Stored dataset items:
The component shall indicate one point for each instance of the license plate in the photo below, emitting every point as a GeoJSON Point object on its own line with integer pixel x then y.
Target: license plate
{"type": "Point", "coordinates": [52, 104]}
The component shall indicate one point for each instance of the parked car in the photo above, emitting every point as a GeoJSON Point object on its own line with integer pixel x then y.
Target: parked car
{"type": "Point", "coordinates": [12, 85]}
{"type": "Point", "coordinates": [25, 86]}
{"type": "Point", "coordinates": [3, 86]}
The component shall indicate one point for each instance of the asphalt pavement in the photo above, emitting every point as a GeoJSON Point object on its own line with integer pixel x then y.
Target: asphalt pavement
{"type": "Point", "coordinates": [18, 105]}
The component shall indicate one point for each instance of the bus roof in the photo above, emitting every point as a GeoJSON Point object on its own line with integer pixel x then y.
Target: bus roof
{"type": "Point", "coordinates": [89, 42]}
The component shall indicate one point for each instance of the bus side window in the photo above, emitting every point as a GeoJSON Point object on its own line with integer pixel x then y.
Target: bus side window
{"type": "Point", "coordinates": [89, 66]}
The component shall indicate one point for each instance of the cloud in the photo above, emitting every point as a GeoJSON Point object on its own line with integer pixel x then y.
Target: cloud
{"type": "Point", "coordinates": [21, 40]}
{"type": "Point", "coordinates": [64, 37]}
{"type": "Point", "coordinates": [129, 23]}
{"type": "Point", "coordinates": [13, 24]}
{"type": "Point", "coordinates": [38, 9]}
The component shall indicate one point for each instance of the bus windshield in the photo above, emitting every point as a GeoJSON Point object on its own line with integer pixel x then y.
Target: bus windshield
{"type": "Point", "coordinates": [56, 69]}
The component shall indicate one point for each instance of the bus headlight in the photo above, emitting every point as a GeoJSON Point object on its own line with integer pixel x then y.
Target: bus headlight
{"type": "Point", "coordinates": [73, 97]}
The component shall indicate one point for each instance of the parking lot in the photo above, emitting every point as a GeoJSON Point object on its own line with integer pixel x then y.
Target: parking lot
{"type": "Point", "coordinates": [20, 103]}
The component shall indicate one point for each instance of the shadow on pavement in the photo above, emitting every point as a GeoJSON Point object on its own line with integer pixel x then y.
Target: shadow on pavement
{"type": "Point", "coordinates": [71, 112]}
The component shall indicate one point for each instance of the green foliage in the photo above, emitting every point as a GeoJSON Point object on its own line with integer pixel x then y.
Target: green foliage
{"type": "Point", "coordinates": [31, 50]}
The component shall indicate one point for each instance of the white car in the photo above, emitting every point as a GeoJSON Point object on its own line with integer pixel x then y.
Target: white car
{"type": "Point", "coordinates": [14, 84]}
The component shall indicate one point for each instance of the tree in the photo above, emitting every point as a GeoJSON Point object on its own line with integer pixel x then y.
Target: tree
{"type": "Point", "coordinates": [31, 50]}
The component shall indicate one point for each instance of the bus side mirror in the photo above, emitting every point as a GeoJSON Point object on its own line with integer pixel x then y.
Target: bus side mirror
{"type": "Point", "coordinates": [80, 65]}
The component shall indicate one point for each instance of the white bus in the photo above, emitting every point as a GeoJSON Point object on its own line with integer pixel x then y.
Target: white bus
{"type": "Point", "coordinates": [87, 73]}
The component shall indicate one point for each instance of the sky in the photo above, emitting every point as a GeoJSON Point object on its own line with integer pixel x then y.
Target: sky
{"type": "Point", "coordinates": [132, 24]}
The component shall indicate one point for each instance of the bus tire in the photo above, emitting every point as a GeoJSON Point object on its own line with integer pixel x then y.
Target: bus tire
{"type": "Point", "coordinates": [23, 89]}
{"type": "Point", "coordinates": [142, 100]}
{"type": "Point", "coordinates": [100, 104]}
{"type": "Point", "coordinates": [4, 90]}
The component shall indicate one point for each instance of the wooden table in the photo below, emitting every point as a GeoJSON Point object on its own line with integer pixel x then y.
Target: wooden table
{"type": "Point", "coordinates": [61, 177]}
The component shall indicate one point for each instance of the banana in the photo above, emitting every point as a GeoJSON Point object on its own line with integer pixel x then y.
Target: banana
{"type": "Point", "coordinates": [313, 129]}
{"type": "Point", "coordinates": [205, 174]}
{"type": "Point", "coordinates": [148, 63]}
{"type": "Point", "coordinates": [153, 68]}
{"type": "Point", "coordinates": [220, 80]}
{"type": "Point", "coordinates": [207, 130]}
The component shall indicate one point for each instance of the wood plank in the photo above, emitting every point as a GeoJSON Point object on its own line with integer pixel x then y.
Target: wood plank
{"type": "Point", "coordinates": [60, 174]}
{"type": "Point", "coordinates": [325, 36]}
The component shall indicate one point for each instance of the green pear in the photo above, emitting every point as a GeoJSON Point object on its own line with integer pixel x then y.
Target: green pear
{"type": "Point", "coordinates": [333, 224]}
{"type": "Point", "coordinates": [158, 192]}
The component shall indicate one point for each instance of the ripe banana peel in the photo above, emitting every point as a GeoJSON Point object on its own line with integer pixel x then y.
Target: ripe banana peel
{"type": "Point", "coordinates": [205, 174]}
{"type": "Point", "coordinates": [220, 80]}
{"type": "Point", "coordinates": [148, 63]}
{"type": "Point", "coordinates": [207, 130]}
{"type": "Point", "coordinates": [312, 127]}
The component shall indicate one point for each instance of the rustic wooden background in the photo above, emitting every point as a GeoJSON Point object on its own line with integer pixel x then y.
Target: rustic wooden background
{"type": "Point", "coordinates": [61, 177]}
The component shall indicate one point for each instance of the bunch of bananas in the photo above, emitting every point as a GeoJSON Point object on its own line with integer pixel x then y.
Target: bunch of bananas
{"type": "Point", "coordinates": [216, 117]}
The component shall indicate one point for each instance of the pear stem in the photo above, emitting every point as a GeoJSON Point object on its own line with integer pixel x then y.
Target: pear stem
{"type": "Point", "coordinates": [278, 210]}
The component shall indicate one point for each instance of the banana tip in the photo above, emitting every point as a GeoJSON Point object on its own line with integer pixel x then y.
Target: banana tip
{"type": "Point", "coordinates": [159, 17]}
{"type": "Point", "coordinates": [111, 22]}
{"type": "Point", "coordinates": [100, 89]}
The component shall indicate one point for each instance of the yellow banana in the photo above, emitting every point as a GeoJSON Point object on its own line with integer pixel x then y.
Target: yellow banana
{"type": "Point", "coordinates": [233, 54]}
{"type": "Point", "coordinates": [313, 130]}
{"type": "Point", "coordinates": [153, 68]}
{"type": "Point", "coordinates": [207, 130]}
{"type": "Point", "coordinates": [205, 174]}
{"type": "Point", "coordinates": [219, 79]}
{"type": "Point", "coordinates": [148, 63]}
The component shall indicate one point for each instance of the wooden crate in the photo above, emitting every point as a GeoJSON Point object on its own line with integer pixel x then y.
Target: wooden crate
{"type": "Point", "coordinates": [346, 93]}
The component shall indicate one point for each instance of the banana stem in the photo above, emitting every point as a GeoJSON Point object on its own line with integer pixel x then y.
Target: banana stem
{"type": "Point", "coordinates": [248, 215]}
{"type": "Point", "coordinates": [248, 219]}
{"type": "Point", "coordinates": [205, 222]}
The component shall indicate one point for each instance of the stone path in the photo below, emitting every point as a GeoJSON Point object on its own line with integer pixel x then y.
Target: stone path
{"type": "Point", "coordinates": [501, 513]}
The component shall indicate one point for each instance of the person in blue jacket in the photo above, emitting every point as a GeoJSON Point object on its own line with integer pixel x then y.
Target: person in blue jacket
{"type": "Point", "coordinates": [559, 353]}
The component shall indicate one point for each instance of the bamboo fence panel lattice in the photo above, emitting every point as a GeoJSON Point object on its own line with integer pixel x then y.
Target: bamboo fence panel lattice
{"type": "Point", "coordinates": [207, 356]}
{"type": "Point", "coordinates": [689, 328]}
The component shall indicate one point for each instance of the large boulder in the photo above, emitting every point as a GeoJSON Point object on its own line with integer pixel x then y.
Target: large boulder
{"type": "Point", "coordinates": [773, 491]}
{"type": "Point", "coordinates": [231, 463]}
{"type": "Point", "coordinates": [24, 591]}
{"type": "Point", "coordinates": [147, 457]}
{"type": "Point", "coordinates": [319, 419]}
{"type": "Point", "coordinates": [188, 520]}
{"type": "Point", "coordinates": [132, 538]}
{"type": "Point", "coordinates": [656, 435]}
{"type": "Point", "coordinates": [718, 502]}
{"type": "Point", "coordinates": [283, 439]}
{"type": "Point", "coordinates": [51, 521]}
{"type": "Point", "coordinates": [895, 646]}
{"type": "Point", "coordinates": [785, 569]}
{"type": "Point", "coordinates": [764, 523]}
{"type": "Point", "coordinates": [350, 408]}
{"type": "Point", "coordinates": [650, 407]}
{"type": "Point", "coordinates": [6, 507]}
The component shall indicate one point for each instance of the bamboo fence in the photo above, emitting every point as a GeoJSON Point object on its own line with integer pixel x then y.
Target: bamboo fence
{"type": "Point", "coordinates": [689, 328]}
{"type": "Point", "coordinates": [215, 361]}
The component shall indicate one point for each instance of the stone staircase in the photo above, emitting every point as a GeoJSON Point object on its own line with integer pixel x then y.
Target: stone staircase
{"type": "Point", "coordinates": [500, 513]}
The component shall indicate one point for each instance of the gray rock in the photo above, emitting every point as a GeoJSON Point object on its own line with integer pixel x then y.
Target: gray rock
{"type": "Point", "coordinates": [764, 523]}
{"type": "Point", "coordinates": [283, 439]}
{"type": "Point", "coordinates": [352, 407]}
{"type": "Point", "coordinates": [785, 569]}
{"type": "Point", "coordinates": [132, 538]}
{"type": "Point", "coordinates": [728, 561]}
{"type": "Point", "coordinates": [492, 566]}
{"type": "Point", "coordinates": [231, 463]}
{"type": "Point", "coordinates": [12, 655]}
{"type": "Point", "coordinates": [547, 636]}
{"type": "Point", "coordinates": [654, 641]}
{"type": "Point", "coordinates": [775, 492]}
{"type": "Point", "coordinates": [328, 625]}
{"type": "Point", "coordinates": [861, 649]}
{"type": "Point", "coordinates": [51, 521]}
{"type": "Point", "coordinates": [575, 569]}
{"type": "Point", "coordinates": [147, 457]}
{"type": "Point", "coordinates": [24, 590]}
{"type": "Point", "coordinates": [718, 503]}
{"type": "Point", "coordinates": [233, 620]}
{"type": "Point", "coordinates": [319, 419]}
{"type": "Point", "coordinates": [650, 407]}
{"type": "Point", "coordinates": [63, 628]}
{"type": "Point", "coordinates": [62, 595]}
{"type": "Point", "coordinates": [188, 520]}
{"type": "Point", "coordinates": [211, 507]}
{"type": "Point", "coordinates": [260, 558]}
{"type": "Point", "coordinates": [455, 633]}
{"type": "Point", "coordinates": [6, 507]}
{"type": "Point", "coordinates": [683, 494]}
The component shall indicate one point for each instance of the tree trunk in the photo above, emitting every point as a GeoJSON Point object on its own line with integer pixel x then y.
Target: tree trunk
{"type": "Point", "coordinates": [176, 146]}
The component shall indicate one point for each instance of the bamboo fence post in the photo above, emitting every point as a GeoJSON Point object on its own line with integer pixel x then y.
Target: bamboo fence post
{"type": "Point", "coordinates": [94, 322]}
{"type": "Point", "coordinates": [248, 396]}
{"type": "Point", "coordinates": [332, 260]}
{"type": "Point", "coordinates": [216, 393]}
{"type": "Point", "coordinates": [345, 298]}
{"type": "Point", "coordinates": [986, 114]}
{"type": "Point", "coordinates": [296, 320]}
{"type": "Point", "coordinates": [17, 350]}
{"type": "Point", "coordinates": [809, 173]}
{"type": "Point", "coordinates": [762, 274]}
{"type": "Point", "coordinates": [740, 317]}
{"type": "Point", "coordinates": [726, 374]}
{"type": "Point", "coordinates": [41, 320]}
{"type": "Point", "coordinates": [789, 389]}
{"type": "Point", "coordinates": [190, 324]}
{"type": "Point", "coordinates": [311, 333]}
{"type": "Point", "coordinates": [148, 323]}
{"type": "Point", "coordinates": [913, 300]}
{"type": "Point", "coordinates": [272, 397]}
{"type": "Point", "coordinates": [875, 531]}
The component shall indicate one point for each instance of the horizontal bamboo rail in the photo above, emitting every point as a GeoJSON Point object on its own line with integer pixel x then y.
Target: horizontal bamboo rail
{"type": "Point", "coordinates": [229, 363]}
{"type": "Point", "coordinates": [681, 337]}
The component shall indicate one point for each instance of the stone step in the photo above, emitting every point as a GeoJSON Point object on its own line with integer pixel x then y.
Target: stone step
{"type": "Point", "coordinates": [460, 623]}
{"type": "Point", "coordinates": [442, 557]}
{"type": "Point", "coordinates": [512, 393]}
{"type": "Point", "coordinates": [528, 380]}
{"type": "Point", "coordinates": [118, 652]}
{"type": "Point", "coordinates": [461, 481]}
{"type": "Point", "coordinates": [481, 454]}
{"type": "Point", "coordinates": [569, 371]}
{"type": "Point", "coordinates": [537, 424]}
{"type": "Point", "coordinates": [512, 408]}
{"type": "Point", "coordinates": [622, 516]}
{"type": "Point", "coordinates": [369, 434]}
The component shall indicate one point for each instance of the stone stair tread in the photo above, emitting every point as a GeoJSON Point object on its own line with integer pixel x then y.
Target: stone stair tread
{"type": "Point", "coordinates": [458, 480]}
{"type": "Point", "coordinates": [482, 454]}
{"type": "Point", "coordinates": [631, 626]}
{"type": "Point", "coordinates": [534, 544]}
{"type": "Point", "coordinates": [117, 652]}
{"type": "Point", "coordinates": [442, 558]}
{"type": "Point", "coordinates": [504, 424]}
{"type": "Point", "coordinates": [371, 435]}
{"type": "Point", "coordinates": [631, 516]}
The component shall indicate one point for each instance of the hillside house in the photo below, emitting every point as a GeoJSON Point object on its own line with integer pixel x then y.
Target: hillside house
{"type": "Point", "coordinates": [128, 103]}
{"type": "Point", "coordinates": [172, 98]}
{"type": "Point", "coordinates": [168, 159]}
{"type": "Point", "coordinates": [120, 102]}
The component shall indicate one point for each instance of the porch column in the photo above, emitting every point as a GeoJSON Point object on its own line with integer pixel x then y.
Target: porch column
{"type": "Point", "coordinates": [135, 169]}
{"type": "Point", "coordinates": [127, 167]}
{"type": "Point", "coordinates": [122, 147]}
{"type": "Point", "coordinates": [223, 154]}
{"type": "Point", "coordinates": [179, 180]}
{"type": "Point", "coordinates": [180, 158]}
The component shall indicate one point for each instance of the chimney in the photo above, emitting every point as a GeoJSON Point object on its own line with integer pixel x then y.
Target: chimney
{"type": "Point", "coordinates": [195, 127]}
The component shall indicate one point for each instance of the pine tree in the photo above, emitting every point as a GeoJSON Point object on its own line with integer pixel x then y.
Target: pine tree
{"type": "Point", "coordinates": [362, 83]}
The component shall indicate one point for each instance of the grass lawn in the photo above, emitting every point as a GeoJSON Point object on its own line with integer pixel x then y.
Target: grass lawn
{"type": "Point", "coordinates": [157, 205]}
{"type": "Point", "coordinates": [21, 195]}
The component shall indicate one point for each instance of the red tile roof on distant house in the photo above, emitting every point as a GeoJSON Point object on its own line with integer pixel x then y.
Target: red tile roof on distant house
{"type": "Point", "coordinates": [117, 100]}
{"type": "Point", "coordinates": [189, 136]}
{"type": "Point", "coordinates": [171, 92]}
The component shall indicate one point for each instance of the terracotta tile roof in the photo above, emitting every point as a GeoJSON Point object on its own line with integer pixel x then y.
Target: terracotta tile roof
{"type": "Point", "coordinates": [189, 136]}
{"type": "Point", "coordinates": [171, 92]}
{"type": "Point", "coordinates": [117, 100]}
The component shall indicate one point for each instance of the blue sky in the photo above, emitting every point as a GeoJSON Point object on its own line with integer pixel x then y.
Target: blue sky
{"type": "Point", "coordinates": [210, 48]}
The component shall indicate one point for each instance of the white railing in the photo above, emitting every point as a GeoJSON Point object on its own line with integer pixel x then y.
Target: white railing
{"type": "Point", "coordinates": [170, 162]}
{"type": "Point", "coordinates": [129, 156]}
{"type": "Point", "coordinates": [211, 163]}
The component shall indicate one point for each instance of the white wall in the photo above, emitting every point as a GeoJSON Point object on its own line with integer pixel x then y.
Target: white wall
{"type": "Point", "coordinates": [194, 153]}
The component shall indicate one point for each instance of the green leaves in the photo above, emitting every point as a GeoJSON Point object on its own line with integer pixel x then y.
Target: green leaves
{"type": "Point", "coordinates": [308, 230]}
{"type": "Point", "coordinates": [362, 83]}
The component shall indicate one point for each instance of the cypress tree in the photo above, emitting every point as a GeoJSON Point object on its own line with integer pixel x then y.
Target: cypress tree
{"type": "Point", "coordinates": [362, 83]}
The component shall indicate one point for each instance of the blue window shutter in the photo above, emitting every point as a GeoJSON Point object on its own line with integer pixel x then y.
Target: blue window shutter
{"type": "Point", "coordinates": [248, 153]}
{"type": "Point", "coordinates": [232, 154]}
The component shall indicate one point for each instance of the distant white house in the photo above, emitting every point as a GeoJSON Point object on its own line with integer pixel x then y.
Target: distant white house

TRY IT:
Write out exactly the lines of the entries above that run from the line containing "Target: cypress tree" through the last line, including both.

WRITTEN SOLUTION:
Target: cypress tree
{"type": "Point", "coordinates": [362, 83]}
The component shall indicate one point for each instance of the blue window shutter in the photo above, emitting every point as a GeoJSON Point object on its own line with integer pixel x then y.
Target: blue window shutter
{"type": "Point", "coordinates": [248, 153]}
{"type": "Point", "coordinates": [232, 154]}
The component shall indicate one point for each instance of the distant white house in the photo above, emitting every point as a GeoJSON Point object on its own line with integer pixel x then y.
Target: distant white house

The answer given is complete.